PROMPT: In the entries below, every line that contains "water" must be located and copied.

PROVIDED RECORDS:
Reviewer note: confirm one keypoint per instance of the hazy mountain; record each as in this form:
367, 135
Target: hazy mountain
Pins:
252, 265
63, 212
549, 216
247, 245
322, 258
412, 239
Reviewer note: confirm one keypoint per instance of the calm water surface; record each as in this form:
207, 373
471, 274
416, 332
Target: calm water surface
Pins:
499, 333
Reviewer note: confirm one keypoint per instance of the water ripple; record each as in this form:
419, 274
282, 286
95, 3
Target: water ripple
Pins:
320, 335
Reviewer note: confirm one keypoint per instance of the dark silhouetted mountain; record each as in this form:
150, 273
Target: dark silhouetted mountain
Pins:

--

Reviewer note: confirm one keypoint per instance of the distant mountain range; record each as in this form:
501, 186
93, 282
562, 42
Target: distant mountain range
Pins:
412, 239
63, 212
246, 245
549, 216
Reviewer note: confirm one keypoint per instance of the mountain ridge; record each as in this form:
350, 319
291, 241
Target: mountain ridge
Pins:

---

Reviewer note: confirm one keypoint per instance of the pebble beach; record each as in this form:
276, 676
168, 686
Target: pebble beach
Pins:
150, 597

WRITTEN SOLUTION:
Reviewer note: confirm one keypoint per instance of the calm water surface; record each as in this form:
Target: calm water surface
Reviewer note: confirm one keypoint per instance of the water ripple; record each as in this form:
Target: water ripple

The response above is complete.